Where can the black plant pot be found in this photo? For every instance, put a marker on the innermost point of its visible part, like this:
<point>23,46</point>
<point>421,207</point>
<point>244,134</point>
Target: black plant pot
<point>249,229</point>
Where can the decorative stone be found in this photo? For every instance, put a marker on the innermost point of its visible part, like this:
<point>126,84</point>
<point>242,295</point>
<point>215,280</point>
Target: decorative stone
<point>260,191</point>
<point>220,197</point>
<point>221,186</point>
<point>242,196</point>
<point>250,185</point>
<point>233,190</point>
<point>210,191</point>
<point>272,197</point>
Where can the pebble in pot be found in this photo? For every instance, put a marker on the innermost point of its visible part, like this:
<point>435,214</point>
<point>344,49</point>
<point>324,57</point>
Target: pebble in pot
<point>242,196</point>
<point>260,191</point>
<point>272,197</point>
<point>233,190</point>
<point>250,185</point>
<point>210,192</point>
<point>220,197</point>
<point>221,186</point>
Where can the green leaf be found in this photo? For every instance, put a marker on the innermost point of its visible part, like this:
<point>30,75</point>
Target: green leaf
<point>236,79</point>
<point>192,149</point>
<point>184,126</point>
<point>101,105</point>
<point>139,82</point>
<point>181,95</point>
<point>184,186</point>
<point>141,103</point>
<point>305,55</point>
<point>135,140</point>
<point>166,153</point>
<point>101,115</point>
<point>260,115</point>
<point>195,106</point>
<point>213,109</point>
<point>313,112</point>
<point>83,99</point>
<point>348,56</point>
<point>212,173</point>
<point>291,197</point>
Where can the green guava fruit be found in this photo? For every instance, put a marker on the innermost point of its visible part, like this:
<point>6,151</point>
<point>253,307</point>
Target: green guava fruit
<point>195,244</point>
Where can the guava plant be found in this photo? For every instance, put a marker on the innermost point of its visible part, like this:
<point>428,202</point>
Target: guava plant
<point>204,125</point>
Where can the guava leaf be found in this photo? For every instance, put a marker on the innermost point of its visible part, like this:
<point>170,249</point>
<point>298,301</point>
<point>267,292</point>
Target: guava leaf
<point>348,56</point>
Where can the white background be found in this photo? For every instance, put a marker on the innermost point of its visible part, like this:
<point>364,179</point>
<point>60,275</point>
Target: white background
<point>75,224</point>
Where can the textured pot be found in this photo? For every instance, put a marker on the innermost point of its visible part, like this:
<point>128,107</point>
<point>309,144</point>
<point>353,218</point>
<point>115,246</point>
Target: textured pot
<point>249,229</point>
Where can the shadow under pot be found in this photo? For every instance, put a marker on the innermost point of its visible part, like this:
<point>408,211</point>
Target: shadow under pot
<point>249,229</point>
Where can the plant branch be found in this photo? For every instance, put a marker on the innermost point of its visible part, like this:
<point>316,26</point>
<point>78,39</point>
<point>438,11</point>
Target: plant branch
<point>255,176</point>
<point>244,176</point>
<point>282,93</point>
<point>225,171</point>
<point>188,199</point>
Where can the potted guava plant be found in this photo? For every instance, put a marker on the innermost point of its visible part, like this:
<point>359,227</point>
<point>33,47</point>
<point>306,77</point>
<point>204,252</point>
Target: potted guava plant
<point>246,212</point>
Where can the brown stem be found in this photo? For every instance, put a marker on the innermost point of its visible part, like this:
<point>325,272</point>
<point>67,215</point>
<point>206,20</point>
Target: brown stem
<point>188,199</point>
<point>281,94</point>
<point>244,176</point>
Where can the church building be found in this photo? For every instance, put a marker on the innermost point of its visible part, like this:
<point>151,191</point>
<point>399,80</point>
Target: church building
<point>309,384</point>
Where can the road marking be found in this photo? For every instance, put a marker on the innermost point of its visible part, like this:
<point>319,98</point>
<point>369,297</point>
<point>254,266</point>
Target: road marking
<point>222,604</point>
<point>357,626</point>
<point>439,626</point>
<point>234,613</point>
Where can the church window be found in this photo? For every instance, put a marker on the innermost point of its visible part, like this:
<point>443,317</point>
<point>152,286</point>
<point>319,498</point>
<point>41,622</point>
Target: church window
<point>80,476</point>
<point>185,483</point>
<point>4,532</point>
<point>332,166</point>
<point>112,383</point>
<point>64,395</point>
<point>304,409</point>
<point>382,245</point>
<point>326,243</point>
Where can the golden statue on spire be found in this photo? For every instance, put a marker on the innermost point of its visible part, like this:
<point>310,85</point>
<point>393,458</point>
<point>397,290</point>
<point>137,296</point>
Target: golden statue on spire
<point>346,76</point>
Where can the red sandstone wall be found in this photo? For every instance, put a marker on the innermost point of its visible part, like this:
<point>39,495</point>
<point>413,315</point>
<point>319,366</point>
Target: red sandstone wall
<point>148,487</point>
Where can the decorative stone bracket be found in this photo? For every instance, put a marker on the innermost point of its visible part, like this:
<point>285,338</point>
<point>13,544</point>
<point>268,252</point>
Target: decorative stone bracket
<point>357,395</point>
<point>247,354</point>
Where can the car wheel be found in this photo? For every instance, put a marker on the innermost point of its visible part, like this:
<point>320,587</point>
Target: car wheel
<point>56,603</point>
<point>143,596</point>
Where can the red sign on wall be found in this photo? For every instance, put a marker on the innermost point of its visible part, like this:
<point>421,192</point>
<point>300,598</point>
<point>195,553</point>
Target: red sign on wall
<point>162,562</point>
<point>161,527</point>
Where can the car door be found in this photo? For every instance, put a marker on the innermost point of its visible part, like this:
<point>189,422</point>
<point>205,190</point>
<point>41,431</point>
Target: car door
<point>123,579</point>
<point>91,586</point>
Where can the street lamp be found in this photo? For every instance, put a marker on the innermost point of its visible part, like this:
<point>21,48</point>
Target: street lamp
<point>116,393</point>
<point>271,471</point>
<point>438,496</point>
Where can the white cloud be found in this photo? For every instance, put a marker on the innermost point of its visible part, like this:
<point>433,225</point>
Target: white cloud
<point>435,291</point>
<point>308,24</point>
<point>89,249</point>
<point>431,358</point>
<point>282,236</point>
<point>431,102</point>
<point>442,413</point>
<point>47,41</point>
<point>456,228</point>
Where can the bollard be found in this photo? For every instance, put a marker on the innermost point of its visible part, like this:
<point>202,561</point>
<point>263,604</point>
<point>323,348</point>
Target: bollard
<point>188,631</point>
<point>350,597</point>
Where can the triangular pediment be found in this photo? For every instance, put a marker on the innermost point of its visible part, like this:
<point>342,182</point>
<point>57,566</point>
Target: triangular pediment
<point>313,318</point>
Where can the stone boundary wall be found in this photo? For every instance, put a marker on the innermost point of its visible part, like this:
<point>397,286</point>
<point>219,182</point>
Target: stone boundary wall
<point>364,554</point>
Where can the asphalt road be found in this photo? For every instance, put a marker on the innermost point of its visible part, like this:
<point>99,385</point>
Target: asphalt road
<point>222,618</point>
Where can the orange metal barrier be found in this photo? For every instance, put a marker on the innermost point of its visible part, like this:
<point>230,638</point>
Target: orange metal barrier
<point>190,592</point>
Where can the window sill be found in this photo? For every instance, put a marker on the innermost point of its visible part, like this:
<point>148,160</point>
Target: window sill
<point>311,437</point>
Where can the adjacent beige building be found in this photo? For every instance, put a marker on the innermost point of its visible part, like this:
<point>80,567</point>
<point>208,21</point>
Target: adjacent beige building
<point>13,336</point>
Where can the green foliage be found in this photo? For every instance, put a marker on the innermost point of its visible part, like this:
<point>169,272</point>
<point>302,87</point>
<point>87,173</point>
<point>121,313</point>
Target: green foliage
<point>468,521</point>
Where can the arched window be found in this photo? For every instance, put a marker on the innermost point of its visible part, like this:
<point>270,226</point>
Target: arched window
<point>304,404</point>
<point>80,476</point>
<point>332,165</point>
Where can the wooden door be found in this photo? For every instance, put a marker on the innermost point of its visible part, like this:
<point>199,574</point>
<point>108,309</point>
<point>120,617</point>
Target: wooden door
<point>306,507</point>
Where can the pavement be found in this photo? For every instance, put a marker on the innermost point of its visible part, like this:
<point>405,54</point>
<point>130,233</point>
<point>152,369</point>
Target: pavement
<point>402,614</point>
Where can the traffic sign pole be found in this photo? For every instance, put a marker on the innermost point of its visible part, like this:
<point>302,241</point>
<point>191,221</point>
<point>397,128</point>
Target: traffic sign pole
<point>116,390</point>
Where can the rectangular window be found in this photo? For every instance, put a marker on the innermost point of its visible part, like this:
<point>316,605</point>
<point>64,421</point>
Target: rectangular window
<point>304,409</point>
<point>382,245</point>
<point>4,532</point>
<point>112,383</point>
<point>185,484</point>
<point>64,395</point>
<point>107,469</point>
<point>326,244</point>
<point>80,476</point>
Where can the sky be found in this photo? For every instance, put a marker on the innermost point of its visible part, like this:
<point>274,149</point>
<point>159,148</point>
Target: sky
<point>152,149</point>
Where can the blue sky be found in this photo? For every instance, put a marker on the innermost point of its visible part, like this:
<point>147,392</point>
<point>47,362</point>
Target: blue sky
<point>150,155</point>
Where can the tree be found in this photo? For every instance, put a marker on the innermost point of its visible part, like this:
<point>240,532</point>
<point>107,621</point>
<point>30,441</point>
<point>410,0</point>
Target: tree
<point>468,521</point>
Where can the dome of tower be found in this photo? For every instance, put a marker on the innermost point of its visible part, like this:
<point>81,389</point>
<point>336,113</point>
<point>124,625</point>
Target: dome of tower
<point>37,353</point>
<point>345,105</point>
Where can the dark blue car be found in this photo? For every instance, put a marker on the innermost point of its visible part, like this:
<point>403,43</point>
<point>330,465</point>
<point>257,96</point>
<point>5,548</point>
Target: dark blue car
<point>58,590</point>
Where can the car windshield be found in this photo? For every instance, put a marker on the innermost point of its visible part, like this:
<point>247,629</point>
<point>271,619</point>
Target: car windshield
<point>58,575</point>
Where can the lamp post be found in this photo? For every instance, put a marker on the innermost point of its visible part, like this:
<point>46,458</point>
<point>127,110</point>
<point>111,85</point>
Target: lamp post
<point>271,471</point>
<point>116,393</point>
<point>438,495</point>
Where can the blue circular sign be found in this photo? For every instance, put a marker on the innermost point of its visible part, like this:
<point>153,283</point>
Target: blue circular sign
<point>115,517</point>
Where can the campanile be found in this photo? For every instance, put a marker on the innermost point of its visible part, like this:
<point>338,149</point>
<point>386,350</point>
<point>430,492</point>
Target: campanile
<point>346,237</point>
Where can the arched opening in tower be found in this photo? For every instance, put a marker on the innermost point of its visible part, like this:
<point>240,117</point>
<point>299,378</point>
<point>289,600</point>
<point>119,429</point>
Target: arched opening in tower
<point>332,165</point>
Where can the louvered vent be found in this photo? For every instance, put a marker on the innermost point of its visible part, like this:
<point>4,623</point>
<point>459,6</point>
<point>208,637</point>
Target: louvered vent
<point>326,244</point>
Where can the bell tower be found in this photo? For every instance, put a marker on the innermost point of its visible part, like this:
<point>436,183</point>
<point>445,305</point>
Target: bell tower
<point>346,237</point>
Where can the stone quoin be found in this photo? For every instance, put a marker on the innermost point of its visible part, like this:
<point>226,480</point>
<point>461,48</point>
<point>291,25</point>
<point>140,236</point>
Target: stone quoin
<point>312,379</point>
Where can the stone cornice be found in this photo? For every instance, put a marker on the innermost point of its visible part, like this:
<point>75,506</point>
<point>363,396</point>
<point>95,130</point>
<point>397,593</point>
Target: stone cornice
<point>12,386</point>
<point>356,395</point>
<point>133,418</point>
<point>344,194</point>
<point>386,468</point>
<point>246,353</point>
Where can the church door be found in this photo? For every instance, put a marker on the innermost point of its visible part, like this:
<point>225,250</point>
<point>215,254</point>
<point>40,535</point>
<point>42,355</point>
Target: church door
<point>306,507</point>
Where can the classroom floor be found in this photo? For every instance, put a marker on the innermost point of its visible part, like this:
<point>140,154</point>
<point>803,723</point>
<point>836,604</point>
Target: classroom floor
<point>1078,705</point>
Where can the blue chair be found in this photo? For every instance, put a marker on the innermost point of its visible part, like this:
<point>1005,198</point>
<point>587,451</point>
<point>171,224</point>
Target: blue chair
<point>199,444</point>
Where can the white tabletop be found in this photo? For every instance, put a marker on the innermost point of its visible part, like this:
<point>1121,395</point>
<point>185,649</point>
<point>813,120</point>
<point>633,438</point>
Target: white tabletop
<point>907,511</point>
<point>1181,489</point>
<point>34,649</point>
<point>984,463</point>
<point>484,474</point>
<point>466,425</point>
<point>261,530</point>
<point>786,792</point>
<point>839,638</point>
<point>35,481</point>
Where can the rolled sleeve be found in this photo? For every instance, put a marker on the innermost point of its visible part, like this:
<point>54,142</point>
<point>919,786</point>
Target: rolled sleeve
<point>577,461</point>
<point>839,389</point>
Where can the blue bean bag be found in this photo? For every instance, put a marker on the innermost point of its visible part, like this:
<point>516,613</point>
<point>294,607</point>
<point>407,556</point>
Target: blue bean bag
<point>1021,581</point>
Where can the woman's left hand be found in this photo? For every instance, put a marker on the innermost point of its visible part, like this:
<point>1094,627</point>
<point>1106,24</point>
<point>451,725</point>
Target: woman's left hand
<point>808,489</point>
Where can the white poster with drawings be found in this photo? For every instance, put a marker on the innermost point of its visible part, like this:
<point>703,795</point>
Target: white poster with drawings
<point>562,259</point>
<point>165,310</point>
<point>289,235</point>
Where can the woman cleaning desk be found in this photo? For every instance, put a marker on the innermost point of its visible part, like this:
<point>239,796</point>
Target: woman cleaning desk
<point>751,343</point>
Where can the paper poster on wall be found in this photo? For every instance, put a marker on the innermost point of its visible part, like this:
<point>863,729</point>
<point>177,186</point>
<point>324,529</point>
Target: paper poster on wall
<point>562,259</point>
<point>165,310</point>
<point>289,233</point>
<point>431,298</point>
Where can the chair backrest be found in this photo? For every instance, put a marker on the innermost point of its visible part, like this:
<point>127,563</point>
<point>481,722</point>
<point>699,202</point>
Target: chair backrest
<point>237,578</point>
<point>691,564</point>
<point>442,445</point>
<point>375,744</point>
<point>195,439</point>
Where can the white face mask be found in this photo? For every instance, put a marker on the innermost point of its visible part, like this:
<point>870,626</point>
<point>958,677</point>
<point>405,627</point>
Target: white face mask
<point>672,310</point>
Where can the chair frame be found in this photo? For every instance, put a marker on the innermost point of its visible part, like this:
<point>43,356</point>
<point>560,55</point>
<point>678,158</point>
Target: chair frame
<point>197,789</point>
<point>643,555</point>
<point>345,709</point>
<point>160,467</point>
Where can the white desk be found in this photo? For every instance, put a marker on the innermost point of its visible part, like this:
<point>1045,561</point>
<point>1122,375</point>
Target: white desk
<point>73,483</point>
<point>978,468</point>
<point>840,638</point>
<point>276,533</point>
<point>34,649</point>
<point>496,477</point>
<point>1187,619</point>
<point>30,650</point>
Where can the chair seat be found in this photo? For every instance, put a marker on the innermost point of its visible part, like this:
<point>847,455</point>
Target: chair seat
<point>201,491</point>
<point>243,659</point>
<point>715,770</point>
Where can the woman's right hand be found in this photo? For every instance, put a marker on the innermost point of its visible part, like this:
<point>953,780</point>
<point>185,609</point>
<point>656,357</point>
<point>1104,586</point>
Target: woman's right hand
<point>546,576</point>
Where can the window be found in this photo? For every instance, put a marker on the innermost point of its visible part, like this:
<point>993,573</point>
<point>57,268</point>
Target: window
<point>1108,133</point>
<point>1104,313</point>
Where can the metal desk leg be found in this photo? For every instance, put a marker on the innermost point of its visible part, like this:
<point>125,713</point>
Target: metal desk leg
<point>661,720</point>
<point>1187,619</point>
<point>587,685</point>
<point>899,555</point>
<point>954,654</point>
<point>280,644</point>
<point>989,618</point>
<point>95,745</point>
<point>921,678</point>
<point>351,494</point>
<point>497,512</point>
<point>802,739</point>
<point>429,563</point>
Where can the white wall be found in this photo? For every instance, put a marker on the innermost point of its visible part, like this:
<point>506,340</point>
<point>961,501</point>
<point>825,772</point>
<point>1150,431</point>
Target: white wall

• **What to work on**:
Reproduce the listing from the line with "Where can the adjacent" to the line with "<point>116,390</point>", substituting "metal gate" for "wooden door" and leaving everything else unchanged. Return only those lines.

• **Completed exercise**:
Where can the adjacent beige building be found in this photo? For every instance, put a marker on the innermost point of its visible part, like this:
<point>80,567</point>
<point>208,21</point>
Target: adjacent beige building
<point>13,336</point>
Where can the green foliage be found in this photo? For every instance, put a marker on the innermost point of its visible part, like this:
<point>169,272</point>
<point>302,87</point>
<point>87,173</point>
<point>121,313</point>
Target: green foliage
<point>468,521</point>
Where can the arched window be found in this photo? For every instance, put a marker on the innermost point of its visible part, like this:
<point>270,226</point>
Target: arched window
<point>304,404</point>
<point>80,476</point>
<point>332,165</point>
Where can the metal gate be found in this photo? For every instance, put a marker on the innermost point of its visible part, like this:
<point>199,574</point>
<point>108,309</point>
<point>120,617</point>
Target: metal gate
<point>306,507</point>
Where can the pavement be found in this photo? For every instance, put a marker on the innermost point of its visible part, like this:
<point>405,54</point>
<point>130,233</point>
<point>152,369</point>
Target: pavement
<point>402,614</point>
Where can the traffic sign pole be found in this photo? For every instance, put a marker on the innermost point of its visible part, like this:
<point>302,241</point>
<point>191,221</point>
<point>397,128</point>
Target: traffic sign pole
<point>116,390</point>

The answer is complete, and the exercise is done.